Recorded data
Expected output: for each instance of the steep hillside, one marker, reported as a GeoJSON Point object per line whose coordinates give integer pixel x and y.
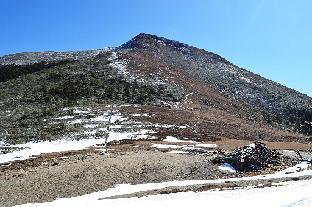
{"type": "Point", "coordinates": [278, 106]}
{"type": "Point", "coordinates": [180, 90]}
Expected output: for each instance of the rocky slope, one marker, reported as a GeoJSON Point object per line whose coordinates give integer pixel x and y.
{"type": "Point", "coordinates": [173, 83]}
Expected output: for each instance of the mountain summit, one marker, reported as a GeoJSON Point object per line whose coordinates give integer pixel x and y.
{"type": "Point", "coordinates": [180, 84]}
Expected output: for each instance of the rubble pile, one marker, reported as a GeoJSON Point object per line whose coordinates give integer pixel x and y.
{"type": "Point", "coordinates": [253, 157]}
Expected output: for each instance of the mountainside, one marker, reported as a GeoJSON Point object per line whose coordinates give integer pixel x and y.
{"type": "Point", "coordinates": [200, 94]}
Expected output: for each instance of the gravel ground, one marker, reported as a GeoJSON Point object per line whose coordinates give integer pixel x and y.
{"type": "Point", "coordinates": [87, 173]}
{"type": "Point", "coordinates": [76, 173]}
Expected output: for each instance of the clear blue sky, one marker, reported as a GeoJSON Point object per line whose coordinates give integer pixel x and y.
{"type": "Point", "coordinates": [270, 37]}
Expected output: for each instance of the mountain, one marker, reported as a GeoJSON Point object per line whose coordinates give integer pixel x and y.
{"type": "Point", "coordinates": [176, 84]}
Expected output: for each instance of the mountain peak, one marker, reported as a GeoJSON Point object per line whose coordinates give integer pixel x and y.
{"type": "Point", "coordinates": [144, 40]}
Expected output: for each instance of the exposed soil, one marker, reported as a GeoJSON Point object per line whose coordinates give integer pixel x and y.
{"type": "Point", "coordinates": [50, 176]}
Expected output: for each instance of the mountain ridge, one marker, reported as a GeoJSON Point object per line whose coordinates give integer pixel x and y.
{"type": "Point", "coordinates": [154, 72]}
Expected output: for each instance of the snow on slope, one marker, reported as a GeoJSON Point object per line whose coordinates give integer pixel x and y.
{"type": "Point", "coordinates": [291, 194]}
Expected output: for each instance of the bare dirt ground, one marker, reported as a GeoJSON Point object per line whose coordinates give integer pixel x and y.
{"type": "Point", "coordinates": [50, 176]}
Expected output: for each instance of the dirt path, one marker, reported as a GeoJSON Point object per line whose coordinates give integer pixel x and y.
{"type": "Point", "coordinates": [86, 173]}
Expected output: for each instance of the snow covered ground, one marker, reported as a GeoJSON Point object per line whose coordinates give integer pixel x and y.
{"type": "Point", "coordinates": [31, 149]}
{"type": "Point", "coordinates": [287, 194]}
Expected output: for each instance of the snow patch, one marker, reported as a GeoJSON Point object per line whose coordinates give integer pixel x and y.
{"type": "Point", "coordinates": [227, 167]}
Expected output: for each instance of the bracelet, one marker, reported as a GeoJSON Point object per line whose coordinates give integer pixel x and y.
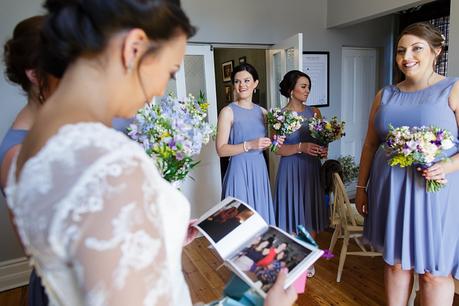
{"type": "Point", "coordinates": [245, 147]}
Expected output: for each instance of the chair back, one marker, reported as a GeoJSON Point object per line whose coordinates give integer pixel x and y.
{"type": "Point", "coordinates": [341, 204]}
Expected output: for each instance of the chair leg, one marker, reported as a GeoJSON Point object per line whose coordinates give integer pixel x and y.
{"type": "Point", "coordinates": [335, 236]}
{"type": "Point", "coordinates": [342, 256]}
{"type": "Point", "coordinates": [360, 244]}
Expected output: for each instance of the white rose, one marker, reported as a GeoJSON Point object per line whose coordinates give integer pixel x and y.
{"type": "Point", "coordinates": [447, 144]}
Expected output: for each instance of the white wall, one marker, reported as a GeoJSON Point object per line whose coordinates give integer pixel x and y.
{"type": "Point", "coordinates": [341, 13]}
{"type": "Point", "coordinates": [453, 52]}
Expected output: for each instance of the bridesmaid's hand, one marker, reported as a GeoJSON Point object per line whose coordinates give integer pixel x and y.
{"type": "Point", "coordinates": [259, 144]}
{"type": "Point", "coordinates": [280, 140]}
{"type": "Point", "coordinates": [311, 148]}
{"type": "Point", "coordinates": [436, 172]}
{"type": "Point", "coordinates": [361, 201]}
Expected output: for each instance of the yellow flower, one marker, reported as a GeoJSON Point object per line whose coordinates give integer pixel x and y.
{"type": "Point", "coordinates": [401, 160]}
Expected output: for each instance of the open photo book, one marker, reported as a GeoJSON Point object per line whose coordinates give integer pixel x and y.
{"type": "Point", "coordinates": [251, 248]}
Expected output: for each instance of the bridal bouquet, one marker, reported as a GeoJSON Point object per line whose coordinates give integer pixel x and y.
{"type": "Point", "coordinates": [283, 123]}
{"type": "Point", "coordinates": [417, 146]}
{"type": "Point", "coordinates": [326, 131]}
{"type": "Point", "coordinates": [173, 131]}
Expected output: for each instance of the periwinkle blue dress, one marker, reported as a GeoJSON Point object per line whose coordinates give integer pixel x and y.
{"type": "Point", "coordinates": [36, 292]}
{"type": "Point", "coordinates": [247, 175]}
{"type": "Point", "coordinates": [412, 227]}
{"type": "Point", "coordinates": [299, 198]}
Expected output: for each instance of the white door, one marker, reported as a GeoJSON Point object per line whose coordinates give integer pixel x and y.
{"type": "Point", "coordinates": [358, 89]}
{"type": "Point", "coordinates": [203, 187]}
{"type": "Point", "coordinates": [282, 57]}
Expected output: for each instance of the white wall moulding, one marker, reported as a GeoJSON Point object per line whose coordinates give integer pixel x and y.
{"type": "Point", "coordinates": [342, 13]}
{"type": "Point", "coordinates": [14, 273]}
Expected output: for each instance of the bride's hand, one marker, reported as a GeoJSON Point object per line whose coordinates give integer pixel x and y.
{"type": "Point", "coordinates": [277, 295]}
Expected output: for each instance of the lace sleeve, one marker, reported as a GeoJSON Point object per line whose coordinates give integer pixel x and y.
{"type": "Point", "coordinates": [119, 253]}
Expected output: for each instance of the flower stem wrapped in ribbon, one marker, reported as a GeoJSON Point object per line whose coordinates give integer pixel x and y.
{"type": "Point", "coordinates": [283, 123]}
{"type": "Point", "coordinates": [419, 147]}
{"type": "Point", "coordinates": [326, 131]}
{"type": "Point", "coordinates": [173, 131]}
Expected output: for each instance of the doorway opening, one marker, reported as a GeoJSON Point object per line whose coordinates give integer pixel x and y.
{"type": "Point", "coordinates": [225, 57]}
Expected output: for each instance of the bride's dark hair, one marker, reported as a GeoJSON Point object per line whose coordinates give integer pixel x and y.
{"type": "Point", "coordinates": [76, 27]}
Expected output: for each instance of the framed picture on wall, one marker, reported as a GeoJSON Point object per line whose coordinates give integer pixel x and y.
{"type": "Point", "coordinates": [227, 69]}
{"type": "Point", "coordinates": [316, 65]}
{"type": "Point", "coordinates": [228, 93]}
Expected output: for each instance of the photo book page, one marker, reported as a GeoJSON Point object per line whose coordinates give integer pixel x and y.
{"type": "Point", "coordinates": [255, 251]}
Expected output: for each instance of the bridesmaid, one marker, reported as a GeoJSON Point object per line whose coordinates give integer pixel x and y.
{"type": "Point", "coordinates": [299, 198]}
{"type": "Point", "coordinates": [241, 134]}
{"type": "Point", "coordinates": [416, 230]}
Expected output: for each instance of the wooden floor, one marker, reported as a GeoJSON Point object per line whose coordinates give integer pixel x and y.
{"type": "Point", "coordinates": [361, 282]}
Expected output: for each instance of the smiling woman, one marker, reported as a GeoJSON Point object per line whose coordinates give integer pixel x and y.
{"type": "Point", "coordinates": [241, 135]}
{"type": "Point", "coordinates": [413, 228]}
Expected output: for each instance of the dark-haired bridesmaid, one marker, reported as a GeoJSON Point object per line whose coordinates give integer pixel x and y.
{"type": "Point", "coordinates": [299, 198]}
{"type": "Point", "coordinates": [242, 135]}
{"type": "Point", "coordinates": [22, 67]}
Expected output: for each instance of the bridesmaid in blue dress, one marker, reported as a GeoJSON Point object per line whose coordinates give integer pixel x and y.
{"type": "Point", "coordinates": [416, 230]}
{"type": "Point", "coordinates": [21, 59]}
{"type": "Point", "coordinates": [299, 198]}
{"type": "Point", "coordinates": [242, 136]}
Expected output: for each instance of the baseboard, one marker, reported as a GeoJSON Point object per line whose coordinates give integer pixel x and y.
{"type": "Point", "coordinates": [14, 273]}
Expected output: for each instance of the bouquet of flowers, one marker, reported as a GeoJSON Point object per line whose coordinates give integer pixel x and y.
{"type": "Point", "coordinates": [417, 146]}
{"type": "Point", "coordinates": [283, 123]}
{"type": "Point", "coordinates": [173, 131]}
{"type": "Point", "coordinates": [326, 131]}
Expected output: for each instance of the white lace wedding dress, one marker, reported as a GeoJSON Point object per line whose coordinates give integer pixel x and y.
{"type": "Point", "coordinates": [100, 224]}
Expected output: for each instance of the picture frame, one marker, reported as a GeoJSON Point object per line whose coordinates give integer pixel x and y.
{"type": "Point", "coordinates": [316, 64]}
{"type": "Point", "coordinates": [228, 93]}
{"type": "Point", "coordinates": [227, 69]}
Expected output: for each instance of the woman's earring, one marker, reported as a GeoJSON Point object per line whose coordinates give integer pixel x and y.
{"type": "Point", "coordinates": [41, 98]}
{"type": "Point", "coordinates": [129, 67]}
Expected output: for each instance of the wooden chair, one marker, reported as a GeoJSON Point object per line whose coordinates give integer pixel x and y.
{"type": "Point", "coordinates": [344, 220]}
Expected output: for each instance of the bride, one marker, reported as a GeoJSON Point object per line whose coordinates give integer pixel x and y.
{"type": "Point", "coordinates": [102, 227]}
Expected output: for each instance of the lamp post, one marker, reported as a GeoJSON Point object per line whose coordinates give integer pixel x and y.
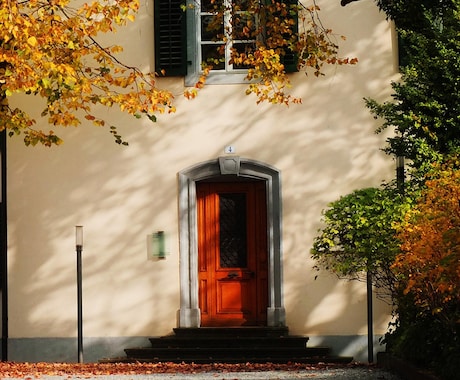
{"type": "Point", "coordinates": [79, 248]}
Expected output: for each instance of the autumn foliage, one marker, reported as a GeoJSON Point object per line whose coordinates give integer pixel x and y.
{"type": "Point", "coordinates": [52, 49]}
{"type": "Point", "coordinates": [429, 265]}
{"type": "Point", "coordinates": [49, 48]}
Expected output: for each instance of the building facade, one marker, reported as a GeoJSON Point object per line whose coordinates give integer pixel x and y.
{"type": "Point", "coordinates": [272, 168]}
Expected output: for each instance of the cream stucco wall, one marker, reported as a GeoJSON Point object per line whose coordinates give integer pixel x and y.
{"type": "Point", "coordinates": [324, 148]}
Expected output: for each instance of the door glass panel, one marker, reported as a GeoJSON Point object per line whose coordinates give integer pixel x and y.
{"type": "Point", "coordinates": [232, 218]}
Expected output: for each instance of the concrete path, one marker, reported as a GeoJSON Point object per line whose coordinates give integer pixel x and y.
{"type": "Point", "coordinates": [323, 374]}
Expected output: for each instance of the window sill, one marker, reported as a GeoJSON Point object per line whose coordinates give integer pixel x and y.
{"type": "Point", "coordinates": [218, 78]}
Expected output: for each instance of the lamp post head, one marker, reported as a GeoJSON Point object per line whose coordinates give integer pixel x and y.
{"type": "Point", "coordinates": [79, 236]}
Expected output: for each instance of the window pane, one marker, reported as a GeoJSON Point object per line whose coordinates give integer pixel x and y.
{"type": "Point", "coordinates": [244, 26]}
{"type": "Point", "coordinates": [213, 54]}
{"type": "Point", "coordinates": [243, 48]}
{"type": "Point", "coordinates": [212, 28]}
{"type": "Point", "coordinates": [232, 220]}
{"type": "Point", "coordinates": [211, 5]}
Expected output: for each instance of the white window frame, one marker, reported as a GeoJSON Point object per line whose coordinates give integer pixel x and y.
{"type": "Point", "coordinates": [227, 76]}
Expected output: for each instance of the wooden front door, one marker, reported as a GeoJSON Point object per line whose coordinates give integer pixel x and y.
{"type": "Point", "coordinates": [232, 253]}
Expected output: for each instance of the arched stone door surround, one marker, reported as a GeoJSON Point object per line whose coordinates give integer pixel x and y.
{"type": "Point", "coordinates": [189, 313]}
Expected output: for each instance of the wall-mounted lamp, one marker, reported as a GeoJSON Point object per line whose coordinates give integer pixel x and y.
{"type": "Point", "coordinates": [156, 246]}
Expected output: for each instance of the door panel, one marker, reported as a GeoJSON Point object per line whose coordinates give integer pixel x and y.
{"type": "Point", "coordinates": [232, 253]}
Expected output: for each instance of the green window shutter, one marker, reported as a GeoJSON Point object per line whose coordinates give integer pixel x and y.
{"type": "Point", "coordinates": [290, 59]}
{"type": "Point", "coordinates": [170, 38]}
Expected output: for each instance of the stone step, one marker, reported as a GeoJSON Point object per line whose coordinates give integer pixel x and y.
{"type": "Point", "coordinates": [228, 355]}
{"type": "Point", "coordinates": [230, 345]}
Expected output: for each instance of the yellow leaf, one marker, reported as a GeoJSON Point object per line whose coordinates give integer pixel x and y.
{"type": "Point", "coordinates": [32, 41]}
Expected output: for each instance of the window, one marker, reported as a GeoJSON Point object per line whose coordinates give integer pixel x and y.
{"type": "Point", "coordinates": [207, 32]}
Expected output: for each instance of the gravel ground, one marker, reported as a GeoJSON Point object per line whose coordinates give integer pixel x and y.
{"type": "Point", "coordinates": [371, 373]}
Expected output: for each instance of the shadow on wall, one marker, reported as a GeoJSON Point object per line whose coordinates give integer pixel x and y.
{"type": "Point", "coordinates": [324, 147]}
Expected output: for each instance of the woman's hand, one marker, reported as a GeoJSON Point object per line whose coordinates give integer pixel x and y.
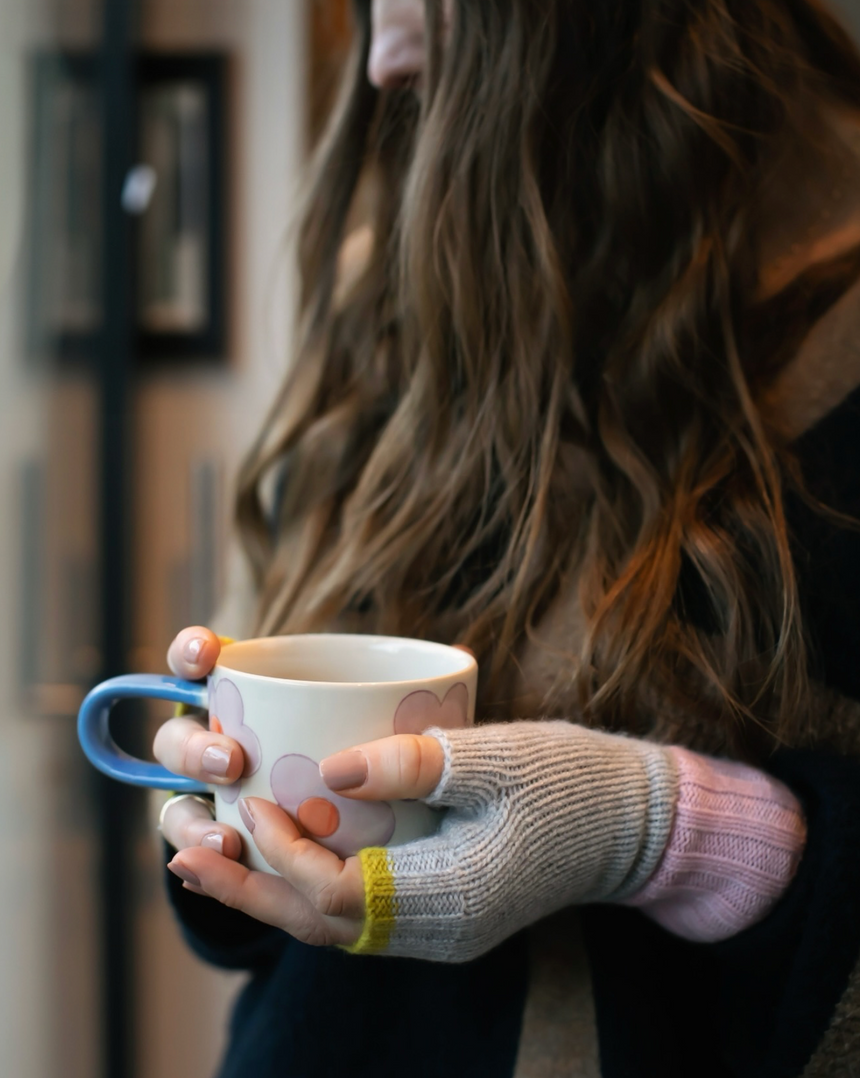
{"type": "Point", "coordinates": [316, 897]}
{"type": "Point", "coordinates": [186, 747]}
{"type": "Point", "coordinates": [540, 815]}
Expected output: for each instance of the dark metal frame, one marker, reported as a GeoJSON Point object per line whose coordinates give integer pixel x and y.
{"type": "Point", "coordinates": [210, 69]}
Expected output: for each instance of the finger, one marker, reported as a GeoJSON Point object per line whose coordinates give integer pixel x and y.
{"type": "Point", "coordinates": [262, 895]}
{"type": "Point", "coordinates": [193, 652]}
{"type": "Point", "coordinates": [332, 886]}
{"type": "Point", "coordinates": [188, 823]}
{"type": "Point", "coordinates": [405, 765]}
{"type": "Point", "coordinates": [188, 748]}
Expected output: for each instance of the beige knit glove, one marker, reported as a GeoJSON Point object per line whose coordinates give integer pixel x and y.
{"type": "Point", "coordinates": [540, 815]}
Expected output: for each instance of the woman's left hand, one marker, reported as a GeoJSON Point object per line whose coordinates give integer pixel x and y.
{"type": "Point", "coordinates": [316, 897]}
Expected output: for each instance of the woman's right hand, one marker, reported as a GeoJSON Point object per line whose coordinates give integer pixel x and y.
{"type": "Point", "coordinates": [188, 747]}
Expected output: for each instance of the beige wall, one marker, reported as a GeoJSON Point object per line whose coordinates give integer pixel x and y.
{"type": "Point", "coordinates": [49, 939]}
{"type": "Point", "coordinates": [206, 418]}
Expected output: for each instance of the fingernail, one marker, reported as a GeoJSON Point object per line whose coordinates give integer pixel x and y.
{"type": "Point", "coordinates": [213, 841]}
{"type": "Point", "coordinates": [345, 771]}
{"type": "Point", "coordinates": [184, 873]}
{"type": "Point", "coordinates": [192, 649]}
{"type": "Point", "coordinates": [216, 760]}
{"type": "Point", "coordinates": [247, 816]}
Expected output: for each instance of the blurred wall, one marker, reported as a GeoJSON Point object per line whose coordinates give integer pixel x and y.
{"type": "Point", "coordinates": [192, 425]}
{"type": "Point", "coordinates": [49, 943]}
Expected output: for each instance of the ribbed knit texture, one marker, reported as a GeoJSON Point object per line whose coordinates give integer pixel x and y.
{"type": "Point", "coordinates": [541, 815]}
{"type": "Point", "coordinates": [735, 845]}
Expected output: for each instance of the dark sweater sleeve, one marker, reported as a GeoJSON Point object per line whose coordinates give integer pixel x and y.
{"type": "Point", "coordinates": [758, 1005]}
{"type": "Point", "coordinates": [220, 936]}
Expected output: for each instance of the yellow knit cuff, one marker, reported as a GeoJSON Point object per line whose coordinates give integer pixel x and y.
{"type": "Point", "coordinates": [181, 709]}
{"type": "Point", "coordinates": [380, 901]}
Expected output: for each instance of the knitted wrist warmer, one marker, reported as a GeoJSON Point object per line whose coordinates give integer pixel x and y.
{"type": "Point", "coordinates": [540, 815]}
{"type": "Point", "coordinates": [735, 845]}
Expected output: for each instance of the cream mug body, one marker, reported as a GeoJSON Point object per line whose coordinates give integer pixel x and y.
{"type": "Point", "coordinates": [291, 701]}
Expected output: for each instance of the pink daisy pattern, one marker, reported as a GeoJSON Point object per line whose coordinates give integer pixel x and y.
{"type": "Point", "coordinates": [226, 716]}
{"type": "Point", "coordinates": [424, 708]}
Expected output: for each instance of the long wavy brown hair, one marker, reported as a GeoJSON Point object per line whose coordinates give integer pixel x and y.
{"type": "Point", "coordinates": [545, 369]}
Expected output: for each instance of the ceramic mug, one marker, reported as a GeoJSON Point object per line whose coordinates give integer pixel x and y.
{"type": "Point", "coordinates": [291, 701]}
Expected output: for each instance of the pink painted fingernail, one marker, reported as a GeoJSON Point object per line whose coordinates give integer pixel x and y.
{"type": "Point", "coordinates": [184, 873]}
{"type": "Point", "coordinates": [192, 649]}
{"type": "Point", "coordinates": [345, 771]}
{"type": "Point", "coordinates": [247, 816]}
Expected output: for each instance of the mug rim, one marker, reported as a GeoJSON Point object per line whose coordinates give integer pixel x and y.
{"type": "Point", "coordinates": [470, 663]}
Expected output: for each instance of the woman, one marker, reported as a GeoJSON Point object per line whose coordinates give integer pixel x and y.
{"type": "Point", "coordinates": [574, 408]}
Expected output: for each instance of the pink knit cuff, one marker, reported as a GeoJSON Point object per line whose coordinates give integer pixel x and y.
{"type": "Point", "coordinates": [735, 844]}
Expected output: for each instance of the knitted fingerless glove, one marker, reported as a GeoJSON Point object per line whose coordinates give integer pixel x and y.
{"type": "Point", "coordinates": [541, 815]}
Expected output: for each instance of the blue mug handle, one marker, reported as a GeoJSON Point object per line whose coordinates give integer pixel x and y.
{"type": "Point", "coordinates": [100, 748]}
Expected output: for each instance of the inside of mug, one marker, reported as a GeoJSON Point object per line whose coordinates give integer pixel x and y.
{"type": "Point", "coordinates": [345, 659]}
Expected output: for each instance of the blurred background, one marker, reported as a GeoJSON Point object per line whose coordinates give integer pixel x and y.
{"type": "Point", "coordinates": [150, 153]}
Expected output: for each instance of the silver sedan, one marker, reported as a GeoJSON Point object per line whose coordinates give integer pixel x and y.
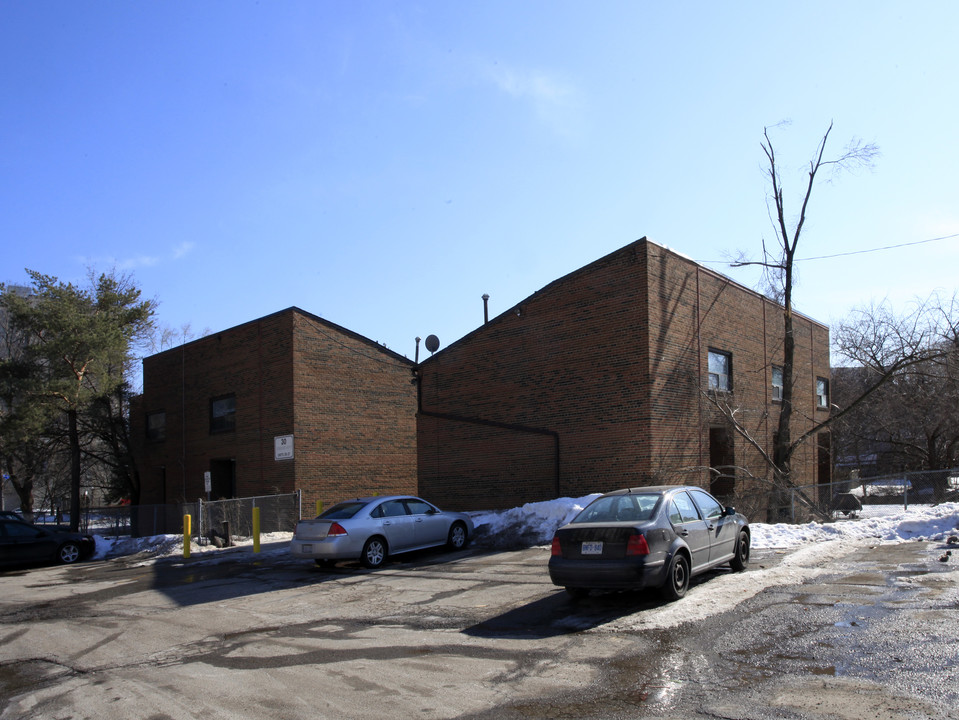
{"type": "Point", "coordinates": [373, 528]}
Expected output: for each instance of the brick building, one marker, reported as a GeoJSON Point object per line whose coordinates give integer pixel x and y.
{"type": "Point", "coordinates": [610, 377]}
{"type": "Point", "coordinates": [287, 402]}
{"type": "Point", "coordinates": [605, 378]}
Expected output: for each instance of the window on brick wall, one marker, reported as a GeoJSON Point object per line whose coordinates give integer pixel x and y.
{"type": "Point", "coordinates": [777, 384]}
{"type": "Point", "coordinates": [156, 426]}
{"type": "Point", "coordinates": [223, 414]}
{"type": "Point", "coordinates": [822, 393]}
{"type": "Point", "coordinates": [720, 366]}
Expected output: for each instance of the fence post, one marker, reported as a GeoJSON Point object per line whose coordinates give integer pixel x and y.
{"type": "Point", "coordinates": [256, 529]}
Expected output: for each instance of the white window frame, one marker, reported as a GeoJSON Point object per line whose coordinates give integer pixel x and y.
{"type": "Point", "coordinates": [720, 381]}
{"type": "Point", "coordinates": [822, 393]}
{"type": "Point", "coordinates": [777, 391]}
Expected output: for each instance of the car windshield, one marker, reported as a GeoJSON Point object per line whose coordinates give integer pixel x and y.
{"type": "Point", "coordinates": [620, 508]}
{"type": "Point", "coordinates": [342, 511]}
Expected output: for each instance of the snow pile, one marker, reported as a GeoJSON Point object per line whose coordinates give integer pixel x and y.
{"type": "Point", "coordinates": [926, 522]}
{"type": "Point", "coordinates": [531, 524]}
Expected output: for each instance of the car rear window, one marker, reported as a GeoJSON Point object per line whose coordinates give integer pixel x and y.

What this task involves:
The result consists of the line with "Expected output: for each instance of the snow pile, one" through the last line of the entries above, repeated exactly and with nothing else.

Solution to the exercise:
Expected output: for each instance of the snow pile, one marker, reported as a GeoJSON Point object per line whose coordinates give integer pixel x and y.
{"type": "Point", "coordinates": [926, 522]}
{"type": "Point", "coordinates": [531, 524]}
Expected output: for each instance of the car rear window, one marker, reported as a GeoJSON Point object per line whose coordinates give integer pixel x and y.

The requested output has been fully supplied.